→ **EXTRACT TO READ**:
--- START ---

Our analysis is the largest report describing the association between ovarian cancer risk and variants in the PGR. However, there remain several limitations to the study. For example, it is possible that environmental modifiers, such as oral contraceptive use, may be important in refining the PGR ovarian cancer risk associations and such analyses are planned in the future. There are also weaknesses of this study. Firstly, there are variable participation rates for cases between studies (Table 1). If any or all of the variants analysed is related to survival, then the low participation rates among cases might be expected to influence the results. Efforts to evaluate this include the analyses of data stratified by FIGO stage and time from diagnosis to blood collection. None of the results differed significantly when conducting these analyses. Second, as is the nature of collaborative projects, each study had a different level of pathology review and random misclassification cannot be ruled out, which would bias results towards the null in histologic-specific analyses suggesting that our results may be attenuated. Lastly, while we evaluated the best PGR candidate variants suggested by the literature, it remains possible that other, as yet unidentified variants at the locus, influence ovarian cancer risk.

Also, we observed significant heterogeneity of effect for the PROGINS allele and risk of ovarian cancer overall. Evaluation of the heterogeneity by removing one study at a time revealed that the NECC study population had a significantly different odds ratio (OR=0.75, heterogeneity P=0.011) from the other 10 OCAC studies. We investigated possible explanations for the heterogeneity we observed in the NECC study, but the reason could not be elucidated. Genotyping error is the most likely reason for experimental bias towards the null. Therefore, we regenotyped the PROGINS allele in the NECC case–control study. The results were 98% concordant with the original genotyping data, ruling this out as an explanation. Also, standard epidemiological risk and protective factors are observed with the NECC study suggesting no coding errors in the data with respect to case–control status. Further stratification of White race by Jewish ancestry was done and the results were consistent across Jewish and non-Jewish Whites (data not shown). The age distribution and participation rates are consistent with the other OCAC studies (Table 1). This heterogeneity may simply be due to chance.

Heterogeneity was also present with the +331 variant and endometrioid ovarian cancer, however no single study accounted for this heterogeneity. The minor allele frequency of this SNP is approximately 5% and the fluctuations in the data may simply represent chance; further follow-up is needed.

--- END ---

→ **SUPPLIED DATA**:

--- START ---

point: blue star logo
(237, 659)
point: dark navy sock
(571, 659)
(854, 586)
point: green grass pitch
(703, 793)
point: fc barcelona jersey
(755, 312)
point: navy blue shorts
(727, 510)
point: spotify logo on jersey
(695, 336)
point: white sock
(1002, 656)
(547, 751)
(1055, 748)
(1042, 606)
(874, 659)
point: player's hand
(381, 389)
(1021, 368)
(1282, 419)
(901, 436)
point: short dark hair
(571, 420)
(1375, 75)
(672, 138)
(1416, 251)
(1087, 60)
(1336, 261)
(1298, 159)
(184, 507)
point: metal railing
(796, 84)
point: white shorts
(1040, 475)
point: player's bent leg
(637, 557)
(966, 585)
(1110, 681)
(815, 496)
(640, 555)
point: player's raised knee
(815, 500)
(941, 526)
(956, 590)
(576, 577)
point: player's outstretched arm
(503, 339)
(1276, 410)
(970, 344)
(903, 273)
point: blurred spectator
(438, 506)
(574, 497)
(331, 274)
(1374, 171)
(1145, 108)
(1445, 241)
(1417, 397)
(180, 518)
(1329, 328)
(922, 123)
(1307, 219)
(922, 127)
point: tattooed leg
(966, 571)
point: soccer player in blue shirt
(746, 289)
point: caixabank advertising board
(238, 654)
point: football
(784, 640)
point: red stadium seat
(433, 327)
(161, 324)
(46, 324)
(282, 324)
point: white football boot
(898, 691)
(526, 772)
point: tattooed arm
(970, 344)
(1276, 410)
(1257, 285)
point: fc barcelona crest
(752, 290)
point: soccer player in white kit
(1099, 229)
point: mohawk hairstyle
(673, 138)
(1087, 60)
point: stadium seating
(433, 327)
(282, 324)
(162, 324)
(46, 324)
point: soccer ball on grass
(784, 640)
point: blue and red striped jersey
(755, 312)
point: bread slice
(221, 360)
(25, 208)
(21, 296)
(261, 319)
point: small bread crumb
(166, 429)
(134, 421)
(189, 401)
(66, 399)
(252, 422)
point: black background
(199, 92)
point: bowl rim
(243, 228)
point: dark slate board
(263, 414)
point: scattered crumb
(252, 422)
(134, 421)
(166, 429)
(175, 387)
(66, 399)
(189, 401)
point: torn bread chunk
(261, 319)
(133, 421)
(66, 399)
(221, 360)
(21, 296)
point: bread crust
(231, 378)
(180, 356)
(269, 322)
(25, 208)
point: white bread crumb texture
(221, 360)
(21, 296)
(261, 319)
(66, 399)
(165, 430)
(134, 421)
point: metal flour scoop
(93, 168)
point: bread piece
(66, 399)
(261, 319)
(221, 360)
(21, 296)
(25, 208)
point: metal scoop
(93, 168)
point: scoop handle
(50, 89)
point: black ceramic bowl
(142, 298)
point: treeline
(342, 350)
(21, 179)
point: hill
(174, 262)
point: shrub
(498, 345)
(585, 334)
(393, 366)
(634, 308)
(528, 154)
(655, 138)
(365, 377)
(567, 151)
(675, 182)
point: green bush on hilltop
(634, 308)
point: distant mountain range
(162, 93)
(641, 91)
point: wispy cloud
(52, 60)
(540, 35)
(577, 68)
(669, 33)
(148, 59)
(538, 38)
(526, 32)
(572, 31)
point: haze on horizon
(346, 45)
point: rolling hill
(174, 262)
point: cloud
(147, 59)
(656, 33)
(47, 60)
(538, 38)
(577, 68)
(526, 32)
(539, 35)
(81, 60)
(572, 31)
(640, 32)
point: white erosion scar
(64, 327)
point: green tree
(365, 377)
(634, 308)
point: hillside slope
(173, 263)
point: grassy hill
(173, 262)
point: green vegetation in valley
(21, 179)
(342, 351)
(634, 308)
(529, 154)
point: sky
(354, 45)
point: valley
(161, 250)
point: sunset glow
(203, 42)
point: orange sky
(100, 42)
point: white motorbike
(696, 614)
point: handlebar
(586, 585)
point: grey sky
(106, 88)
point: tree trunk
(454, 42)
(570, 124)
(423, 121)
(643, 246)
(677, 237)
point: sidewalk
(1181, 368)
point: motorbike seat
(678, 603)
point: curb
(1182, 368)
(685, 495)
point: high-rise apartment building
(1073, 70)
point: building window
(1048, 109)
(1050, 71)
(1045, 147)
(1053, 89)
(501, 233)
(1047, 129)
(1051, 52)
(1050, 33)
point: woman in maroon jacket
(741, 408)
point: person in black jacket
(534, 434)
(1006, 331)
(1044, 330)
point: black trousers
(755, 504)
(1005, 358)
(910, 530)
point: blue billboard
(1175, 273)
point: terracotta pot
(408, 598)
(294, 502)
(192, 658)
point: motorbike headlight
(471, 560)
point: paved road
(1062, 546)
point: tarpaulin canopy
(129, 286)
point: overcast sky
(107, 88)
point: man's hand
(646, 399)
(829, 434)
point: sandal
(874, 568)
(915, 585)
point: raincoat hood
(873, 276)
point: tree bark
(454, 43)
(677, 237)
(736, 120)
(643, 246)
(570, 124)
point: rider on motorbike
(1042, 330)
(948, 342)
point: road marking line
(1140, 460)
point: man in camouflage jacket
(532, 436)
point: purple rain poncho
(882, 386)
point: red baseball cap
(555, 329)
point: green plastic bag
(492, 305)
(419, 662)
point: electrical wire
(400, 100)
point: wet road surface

--- END ---

Continue the discussion of progesterone receptor (PGR) variants and ovarian cancer risk, starting after its final sentence.

If these are true results and variation at the PGR locus is associated with endometrioid ovarian cancer only, then it has implications for the identification of moderate risk genes for ovarian cancer. In the past, ovarian cancer has frequently been treated as a single-disease entity for genetic association studies, mainly because studies have been too small to perform subtype analyses that are substantially powered. However, there is a large body of evidence that indicates different germline and somatic genetic factors contribute to different histological subtypes of ovarian cancer. For example, BRCA1 mutation carriers appear to predispose to serous ovarian cancers (Pal et al, 2005); mutations in the PTEN tumour suppressor gene are more associated with endometrioid ovarian cancers (Obata et al, 1998); and K-ras mutations are more common in mucinous tumours than in either serous of endometrioid subtypes (Gemignani et al, 2003).

In conclusion, in the present analysis, we were able to exclude an overall effect of these variants in the PGR with risk of ovarian cancer. However, our evidence suggests histology-specific effects, demonstrating the necessity of data pooling to examine subgroup effects for this cancer. Although the PROGINS is unlikely to represent appreciable susceptibility risk factor, given the restriction of the association to endometrioid histology, the magnitude of the observed odds ratio, and the modest allele frequency of this variant, further analysis of this gene with regard to the endometrioid subtype is warranted to provide insight into the mechanisms underlying disease aetiology.